### Texte
▬▬▬▬▬▬▬▬▬▬

Dans mon pays, une «Association des professeur.e.s de français» a dénoncé la «langue poussiéreuse» que ses membres auraient le fardeau d'enseigner et de transmettre. À en croire son porte-parole, ils rêveraient la nuit de «moderniser» l'usage du participe passé avec l'auxiliaire avoir pour le rendre invariable. Enseigner des règles «décidées il y a 400 ans» prendrait trop de temps, et ne serait pas en phase avec la «réalité des jeunes».
Les «professeur.e.s.» ne savent plus faire ce que les « professeurs » savaient faire (ah bon, que s'est-il passé ?). Il serait donc urgent, non de corriger leur pédagogie, mais de changer les règles de grammaire, en affectant d'assouplir une langue qu'on aura pris soin de décréter raidie par les siècles. Ô Passé rigide, que de crimes commet-on en ton nom !
Prétendue élitiste, la langue française souffrirait de la comparaison avec un certain anglais mondialisé, qui emporterait l'adhésion de la jeunesse branchée. Pour «s'adapter» aux Gafam, il nous faudrait un français «liquide», débarrassé de ses scories et ouvert aux manipulations des linguistes, qui prendrait le pli du monde tel qu'il se décide en Californie. La langue n'est plus un héritage : elle devient une mise à jour d'iPhone sans fin.
Telle serait la manifestation du «sens de l'Histoire», qui nous placerait devant le choix de l'adhésion enthousiaste ou de l'exclusion aigrie. Les réfractaires qui trouveraient quoi que ce soit à y redire seraient ou des bêtes de cirque délirantes, qu'il importerait de calmer par de pédantesques appels à la mesure, ou des grincheux sous le joug de passions tristes (il est bien connu que ceux qui veulent soumettre la langue à leurs fantasmes politiques et en appellent à la mort sociale de leurs adversaires sont de joyeux drilles).
C'est la base du mensonge révolutionnaire : déclarer «mort» tant du point de vue du sens de l'Histoire («poussiéreux»), de la démocratie («discriminatoire»), de l'esthétique («ringard») que de l'efficacité («inutile») ce que l'on cherche à liquider. Le mensonge se pare de l'apparence de l'évidence, par des formules truquées, censées introduire des principes démocratiques inédits, que peu de citoyens auront l'idée de remettre en cause, sous peine de se voir expulsés du «cercle de la raison», cette nouvelle nef des fous.
Ainsi ladite «écriture inclusive», qui ment sur ce qu'elle est, en expropriant la langue qu'elle se propose de moraliser. D'abord parce qu'il ne s'agit pas d'écriture, mais bien de réécriture, soit de falsification : ladite «écriture inclusive» est un parasite qui se greffe sur la langue pour la vider de son sens – ou de son sang. Les complications qu'elle introduit par la porte d'en arrière n'augmentent pas la puissance ou la beauté du français, comme les «vieilles règles décidées il y a 400 ans», présumées vermoulues par les incultes, mais multiplient dans le maillage de la phrase les verrous contre la pensée, au nom de la vertu.

▬▬▬▬▬▬▬▬▬▬

### Lignes de données
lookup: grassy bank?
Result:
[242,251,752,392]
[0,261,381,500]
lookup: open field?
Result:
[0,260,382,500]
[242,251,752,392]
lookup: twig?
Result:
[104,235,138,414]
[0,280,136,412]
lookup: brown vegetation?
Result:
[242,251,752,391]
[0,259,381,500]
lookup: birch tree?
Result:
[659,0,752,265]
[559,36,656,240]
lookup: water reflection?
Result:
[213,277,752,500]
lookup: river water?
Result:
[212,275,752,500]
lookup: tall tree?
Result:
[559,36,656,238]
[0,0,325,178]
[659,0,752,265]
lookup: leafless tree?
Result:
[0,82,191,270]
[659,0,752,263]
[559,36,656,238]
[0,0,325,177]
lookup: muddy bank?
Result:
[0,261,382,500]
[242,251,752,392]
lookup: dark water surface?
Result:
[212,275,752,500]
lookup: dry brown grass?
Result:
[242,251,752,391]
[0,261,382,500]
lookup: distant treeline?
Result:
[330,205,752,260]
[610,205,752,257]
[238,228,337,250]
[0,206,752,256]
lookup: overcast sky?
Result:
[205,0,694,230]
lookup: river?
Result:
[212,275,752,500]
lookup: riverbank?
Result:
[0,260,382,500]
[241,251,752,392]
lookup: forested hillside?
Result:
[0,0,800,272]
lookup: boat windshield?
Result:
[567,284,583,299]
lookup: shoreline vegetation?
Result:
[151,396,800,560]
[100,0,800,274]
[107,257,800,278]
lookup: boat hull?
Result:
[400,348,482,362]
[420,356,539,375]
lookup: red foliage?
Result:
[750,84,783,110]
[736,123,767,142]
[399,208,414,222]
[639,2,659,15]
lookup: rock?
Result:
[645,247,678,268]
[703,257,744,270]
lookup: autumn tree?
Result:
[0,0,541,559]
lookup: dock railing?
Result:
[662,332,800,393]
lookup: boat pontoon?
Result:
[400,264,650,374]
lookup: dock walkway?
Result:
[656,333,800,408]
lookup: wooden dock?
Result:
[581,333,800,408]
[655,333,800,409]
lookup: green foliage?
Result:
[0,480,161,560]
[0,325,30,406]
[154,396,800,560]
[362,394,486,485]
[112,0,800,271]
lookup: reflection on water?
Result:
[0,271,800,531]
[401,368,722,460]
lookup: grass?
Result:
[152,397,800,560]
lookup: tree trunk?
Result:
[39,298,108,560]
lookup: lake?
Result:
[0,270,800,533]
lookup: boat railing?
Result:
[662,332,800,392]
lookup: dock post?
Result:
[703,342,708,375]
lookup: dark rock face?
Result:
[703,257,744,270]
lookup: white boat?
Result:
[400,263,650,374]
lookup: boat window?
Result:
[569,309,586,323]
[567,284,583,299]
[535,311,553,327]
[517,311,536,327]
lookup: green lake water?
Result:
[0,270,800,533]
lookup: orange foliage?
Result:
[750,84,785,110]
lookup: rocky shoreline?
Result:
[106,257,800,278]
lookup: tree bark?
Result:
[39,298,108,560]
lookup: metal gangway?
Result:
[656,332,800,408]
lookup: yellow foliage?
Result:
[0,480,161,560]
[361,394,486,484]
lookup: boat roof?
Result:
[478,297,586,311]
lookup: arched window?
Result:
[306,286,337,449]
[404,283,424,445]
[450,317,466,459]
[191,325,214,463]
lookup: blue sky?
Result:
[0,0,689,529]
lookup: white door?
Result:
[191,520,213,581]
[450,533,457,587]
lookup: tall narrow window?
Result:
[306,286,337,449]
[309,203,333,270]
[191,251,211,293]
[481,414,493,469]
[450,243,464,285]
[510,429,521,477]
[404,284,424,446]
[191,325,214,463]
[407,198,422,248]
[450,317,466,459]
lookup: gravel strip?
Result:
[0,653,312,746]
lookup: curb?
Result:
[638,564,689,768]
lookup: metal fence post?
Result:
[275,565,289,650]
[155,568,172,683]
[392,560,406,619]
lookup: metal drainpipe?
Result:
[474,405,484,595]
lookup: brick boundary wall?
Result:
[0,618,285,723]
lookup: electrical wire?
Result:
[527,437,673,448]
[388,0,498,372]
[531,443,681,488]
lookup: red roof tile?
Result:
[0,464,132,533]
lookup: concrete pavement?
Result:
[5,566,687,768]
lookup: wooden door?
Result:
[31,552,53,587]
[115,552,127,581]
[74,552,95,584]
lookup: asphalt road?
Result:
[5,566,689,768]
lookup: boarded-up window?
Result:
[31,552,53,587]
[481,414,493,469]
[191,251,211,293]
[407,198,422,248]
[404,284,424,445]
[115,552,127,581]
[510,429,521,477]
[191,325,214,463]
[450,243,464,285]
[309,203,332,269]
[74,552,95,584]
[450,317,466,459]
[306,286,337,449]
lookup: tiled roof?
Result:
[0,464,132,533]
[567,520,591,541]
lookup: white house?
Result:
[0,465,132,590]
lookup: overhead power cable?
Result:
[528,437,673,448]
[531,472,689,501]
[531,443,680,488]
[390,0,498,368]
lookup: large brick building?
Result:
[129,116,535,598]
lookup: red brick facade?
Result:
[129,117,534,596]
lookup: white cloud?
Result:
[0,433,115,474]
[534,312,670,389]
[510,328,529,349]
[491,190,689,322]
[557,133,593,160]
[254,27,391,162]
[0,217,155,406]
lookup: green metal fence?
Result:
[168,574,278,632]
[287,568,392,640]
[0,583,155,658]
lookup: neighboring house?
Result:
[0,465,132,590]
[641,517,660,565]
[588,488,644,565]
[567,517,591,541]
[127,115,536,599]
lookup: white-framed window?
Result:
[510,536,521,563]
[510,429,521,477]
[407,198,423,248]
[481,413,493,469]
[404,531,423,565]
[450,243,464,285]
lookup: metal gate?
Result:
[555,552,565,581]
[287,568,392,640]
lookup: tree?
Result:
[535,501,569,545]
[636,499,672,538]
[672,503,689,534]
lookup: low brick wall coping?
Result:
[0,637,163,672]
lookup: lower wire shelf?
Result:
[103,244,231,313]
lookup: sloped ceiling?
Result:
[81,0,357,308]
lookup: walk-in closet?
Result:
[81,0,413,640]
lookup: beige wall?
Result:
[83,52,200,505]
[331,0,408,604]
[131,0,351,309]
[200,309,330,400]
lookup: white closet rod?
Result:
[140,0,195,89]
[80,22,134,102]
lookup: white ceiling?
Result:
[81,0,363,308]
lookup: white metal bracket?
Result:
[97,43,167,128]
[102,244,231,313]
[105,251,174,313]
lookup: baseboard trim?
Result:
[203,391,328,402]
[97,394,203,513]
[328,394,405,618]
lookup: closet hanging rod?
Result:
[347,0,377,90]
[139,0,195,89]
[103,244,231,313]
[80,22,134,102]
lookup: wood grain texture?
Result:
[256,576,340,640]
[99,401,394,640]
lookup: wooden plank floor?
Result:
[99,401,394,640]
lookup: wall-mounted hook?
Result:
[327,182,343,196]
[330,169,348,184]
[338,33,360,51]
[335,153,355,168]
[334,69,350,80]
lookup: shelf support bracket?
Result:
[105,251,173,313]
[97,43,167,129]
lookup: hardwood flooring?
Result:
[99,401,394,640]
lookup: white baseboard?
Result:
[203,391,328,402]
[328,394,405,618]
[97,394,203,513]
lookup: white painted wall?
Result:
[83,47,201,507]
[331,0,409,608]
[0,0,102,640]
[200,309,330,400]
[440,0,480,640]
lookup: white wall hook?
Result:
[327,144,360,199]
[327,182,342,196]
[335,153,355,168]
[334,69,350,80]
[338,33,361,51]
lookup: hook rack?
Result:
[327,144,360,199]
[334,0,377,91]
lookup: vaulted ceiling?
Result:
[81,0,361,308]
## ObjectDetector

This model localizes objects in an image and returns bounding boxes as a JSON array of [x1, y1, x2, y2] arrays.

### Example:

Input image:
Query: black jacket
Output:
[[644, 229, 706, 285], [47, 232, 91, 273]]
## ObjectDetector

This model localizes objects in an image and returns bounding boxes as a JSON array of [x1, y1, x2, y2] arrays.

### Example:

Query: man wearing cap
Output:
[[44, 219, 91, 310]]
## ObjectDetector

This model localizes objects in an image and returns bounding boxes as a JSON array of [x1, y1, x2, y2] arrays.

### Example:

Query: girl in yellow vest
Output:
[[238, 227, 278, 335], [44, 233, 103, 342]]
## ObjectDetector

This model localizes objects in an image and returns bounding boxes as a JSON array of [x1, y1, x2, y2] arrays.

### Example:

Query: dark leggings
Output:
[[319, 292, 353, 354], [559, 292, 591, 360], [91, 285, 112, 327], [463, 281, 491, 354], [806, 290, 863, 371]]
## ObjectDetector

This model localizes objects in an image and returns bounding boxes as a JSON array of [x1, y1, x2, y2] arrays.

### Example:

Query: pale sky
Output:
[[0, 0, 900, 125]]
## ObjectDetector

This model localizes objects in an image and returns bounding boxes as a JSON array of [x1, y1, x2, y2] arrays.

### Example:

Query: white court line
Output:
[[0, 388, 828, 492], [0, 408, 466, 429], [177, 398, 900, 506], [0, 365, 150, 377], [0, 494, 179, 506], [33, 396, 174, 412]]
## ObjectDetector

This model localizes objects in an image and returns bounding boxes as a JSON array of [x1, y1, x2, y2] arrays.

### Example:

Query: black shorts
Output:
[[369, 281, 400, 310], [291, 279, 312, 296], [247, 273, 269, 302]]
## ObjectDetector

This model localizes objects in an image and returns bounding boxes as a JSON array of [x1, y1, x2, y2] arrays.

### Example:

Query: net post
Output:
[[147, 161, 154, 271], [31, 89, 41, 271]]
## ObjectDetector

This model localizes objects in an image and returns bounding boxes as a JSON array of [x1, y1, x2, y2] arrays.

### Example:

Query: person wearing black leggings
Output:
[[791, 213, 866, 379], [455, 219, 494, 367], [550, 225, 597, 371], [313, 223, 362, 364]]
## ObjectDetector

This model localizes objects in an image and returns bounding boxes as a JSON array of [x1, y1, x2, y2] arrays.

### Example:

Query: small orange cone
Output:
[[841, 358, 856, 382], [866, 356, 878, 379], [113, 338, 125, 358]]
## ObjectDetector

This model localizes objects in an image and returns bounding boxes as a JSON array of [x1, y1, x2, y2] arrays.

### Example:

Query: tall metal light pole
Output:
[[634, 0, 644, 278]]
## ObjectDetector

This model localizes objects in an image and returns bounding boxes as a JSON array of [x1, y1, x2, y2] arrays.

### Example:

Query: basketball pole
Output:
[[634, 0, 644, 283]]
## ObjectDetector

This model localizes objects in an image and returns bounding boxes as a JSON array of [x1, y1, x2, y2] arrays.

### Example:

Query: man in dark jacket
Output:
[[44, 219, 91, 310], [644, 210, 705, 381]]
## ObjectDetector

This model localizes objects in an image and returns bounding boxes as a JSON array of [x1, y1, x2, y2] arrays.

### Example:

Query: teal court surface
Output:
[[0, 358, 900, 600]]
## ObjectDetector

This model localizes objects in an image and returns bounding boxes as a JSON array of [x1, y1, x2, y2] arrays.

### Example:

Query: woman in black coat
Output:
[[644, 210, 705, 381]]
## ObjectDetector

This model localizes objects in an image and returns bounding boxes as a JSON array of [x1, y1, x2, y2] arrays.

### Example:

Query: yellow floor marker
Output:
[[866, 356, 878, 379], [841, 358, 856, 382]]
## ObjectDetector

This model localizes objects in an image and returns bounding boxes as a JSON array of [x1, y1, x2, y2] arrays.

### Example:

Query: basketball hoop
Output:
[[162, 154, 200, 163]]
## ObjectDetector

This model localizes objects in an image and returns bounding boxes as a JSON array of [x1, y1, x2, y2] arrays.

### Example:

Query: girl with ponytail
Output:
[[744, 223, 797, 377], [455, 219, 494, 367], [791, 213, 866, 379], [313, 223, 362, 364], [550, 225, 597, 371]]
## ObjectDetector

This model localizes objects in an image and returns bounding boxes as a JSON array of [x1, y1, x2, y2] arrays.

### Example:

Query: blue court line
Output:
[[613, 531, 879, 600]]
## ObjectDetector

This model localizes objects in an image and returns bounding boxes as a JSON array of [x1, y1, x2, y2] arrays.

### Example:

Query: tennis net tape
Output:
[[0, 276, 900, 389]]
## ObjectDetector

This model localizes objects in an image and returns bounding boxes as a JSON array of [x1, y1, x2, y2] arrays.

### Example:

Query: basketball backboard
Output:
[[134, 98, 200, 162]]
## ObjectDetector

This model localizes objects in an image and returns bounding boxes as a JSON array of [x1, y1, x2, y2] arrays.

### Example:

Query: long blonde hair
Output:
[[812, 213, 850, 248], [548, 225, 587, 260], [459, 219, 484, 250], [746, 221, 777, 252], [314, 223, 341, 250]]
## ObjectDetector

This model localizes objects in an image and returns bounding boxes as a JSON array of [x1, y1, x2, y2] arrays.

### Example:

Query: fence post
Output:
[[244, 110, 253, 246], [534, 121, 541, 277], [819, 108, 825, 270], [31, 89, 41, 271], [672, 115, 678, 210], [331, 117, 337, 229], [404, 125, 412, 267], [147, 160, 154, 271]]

▬▬▬▬▬▬▬▬▬▬

### Consigne A
Dites combien de lignes de données contiennent le mot « shelf », en tenant compte des majuscules et minuscules. Donnez seulement ce nombre.
### Consigne B
Poursuivez le texte sur la langue française et l'écriture inclusive après sa dernière phrase.

### Corrigé A
2

### Corrigé B
Que nous dit l'«Association des professeur.e.s. de français» lorsqu'elle se présente sous ce nom dégradé, sinon que la langue qu'elle revendique n'est justement plus le français, tel qu'il nous a été transmis par nos ancêtres, mais un ersatz qui promeut le faux et interdit le vrai ? Une non-langue, qui n'est pas, ne peut penser et exprimer ce qui est. Elle ne peut que ratifier le faux en rendant impraticable le vrai. Et séduire trois catégories de gens : les terroristes intellectuels, les notables qui «collaborent» et les conformistes.
L'apathie des élèves est-elle vraiment due aux Gafam, au manque d'heures d'enseignement, ou au mépris à peine voilé que leur vouent les adultes en autorité, qui leur destinent un français à rabais et plastifié, tout en ayant le culot de prétendre au passage que 1) c'est ce qu'ils demandent ; 2) c'est ce que la «réalité d'aujourd'hui» exige ?
Disons que j'offre à un adolescent de choisir entre un jeu vidéo ou un roman de Flaubert, et qu'il opte pour le jeu vidéo, dis-je toute la vérité si je prétends que c'est ce qu'il demande ? Rien ne suscite plus l'apathie des jeunes gens que d'être placés devant des adultes inconséquents, qui ne croient pas en ce qu'ils doivent enseigner et transmettre.
Ce qui détruit en premier les ressorts de la culture, n'est pas telle réforme ou méthode, mais le consentement au mensonge. Le principe de la table rase révolutionnaire repose sur la destitution du réel, la dépréciation de la culture et la calomnie de l'histoire, ainsi que sur l'embrigadement des consciences dans l'édification du monde nouveau. Or l'utopie – une abstraction dont les contours varient d'un mois à l'autre – exige de violer toujours plus la justice, pour forcer l'impossible coïncidence entre la réalité et l'idéologie.
Lorsqu'une association de professeurs de français assume la falsification du langage jusque dans son nom, elle fait plus que d'y céder : elle y consent pour en faire un point de doctrine. Elle invite ses membres à s'effacer derrière le signe abstrait du collectif. Faites le test, pour voir. Inscrivez-vous à une association avec un nom en «inclusif» et à une autre avec un nom régulier, et osez dire que vous y avez la même liberté de parole ?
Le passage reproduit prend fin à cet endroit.